[Begin Given information]

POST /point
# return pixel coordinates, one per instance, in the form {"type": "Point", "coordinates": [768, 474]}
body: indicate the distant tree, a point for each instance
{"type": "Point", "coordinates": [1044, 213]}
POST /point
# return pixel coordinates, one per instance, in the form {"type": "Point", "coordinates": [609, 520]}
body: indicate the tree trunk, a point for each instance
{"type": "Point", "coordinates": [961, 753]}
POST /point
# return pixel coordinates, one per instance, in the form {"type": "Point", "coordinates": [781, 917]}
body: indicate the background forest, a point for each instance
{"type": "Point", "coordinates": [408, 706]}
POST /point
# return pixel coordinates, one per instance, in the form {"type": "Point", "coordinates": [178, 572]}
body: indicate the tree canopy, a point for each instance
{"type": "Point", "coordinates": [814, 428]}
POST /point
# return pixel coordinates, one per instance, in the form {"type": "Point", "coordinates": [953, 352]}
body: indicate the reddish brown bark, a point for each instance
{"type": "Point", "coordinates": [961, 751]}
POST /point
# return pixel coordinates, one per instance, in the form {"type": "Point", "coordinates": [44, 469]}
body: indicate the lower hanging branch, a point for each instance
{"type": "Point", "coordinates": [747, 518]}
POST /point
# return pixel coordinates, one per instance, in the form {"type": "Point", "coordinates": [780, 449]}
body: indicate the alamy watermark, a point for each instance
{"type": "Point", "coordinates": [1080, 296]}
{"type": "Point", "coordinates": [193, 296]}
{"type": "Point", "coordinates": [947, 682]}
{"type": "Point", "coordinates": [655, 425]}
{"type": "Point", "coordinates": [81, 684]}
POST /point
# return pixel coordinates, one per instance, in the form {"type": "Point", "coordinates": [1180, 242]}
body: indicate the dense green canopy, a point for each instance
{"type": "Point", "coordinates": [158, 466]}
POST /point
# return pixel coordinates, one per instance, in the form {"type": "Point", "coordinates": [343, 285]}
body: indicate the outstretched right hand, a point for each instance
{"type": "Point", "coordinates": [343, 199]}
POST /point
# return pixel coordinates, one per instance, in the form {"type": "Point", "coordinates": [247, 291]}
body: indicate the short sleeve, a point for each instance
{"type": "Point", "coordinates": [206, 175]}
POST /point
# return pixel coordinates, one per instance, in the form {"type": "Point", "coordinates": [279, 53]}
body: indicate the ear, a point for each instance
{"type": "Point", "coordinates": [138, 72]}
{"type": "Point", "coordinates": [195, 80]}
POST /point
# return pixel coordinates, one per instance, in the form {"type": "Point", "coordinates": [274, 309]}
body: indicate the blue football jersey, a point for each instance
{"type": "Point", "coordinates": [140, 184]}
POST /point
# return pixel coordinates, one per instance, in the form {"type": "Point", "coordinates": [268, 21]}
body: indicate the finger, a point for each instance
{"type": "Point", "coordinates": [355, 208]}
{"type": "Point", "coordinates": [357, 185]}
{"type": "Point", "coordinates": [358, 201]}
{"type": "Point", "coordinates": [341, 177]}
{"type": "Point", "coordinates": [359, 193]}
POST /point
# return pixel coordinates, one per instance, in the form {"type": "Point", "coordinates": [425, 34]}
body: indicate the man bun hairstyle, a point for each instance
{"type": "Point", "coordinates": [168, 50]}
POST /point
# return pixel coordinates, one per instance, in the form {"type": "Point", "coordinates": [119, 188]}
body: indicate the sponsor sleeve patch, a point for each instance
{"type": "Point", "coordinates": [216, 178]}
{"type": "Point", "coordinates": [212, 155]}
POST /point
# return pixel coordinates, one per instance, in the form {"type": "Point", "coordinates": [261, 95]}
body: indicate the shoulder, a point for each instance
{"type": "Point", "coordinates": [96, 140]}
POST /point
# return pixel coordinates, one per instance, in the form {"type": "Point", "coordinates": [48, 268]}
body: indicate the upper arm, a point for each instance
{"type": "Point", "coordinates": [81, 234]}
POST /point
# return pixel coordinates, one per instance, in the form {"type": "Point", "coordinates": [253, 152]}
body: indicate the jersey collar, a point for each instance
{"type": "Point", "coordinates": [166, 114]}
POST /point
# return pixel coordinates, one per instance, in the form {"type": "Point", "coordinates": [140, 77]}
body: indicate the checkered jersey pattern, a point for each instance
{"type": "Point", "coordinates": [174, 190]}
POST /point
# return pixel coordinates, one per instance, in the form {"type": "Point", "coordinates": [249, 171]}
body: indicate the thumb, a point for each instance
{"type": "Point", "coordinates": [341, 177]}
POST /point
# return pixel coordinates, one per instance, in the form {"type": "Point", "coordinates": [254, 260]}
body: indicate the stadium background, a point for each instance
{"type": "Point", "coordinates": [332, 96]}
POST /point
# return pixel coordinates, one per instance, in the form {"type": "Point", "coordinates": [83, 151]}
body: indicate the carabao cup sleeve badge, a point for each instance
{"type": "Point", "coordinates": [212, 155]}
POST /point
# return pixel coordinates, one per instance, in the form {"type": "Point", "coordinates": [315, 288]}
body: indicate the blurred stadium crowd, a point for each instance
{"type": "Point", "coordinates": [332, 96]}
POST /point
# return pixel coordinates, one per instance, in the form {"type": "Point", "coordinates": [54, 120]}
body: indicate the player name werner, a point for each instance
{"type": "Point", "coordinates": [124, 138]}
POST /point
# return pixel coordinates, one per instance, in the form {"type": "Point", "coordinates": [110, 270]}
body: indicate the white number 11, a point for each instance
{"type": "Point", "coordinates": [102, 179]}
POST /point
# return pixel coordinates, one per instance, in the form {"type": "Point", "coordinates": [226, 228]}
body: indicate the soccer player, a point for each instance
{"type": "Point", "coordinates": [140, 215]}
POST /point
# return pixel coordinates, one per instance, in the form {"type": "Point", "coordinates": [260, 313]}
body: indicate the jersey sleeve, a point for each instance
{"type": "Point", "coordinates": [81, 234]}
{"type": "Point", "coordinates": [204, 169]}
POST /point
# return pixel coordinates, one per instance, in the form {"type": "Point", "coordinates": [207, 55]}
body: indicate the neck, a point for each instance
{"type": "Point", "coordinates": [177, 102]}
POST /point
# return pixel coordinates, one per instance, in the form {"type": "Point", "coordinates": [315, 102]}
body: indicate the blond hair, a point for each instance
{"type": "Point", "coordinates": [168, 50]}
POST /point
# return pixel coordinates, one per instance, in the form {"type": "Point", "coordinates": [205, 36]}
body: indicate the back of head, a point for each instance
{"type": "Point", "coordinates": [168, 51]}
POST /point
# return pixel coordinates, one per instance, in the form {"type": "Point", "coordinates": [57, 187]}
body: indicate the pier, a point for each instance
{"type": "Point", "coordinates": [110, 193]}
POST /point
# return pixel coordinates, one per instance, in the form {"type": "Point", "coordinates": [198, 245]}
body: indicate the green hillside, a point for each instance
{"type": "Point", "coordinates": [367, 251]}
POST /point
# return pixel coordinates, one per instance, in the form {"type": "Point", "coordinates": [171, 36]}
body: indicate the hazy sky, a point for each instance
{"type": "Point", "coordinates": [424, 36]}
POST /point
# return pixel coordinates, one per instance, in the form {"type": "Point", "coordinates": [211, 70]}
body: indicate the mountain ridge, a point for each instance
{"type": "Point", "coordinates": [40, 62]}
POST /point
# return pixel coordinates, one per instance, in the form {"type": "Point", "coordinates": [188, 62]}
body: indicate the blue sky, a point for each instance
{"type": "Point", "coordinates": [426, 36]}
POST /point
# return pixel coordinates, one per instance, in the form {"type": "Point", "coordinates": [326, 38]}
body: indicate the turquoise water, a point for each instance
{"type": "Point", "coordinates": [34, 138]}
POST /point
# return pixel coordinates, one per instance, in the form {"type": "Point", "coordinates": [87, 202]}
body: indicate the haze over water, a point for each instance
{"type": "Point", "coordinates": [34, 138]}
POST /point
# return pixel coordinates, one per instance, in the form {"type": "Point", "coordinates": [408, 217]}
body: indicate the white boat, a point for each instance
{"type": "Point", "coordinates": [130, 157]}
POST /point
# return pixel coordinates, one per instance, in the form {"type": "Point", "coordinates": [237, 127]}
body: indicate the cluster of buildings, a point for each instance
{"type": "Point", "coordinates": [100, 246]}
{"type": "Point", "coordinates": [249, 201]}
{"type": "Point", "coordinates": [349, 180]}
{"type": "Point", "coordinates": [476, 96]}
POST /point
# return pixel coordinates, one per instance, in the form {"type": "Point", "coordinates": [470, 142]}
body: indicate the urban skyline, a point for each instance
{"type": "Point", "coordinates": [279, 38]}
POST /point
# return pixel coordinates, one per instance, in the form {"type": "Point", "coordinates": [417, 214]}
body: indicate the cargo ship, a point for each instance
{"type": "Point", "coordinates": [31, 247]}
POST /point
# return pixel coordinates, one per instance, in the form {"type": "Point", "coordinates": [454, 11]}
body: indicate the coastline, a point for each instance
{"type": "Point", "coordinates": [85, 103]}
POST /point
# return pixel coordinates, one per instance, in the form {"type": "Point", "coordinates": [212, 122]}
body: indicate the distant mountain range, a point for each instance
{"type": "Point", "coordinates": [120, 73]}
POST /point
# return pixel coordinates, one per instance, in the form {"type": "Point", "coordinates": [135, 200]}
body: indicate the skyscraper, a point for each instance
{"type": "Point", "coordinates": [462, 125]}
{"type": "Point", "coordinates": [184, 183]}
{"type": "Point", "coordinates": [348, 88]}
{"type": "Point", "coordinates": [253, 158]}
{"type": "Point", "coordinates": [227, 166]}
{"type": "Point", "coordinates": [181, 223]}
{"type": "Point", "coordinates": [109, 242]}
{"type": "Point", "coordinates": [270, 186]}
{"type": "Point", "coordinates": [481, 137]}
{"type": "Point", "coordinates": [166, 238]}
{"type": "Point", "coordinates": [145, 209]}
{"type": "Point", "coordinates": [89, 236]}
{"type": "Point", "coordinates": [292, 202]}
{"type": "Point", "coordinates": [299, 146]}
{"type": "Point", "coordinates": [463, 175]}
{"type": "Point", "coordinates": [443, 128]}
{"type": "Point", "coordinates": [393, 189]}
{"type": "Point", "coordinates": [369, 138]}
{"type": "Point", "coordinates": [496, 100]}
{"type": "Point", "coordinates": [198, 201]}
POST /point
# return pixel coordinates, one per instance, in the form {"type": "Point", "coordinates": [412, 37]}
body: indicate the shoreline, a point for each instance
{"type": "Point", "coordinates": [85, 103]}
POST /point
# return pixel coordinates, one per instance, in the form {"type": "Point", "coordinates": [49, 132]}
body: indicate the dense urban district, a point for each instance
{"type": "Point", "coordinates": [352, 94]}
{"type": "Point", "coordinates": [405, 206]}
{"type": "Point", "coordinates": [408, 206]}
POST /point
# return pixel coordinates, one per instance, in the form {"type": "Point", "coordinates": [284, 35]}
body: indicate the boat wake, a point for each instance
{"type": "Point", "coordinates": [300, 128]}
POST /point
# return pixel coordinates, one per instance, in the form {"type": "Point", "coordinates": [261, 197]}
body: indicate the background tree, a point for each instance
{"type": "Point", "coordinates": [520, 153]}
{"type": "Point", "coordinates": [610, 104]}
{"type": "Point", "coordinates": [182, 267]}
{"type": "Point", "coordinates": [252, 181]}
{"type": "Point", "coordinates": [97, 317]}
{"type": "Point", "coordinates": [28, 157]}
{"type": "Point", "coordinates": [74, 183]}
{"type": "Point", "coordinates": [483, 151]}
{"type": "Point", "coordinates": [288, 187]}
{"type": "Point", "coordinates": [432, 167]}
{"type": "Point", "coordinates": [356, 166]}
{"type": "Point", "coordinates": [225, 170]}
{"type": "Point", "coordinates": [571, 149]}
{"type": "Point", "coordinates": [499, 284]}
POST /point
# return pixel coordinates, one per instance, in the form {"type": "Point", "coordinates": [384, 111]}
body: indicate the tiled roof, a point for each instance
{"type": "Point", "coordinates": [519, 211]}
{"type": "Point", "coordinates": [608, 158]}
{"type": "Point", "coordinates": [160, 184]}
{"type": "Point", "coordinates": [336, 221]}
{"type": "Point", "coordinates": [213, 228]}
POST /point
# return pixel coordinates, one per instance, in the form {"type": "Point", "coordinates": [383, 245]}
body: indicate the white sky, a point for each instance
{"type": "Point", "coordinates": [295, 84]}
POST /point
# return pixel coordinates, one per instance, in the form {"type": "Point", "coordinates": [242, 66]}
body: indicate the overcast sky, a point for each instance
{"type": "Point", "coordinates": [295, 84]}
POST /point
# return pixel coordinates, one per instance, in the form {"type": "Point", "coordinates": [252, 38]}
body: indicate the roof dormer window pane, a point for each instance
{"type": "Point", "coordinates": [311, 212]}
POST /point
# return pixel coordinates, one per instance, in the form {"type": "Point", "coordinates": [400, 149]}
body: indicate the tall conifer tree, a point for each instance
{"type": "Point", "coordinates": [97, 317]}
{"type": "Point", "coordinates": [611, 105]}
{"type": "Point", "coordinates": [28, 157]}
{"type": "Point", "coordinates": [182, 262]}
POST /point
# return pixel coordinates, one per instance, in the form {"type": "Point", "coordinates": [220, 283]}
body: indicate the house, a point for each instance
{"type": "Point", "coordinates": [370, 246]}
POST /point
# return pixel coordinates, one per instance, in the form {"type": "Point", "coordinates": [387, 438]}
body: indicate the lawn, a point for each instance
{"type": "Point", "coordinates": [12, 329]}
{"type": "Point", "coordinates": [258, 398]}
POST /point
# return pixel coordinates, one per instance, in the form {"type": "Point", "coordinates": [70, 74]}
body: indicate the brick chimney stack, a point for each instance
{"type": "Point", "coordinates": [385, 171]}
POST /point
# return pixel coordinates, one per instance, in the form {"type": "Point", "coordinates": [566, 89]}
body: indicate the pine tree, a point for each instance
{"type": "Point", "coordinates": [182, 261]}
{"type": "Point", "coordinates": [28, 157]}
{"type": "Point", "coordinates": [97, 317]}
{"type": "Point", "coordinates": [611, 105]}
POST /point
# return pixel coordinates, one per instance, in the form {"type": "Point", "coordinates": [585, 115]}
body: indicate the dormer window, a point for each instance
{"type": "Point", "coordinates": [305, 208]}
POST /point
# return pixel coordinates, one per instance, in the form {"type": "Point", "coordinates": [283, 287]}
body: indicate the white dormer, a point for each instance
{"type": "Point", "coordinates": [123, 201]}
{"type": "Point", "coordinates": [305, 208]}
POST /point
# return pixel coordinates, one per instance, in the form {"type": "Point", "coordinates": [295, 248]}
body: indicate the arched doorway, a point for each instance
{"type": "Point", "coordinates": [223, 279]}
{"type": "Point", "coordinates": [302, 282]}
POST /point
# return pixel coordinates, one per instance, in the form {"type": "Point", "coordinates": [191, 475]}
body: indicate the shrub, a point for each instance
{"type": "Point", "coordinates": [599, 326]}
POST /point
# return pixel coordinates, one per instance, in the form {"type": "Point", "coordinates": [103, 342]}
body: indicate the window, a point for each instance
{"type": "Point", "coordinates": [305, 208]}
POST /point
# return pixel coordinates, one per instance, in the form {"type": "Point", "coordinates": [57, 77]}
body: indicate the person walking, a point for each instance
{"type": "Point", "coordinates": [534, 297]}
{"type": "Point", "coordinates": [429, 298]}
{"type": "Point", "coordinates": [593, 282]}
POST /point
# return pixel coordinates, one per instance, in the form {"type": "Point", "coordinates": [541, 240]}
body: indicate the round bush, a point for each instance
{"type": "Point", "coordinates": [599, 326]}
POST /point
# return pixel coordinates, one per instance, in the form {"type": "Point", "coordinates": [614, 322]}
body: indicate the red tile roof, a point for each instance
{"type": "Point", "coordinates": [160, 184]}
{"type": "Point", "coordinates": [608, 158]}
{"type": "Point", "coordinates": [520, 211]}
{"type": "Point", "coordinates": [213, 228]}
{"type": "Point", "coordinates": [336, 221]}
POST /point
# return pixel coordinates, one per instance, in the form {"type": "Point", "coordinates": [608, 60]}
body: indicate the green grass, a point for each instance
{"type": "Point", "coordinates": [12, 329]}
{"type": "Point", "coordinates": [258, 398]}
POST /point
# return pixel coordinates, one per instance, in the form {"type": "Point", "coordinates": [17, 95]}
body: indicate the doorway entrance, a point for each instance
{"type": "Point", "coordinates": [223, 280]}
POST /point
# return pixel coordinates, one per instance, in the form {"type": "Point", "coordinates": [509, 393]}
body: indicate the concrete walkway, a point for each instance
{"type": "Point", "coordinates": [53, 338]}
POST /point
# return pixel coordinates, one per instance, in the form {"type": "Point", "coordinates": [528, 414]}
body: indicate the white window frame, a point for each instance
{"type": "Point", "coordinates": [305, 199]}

[End Given information]

Your goal
Give only the number of lines in the listing above that contain the string "white", counting case-sensitively.

Exercise solution
5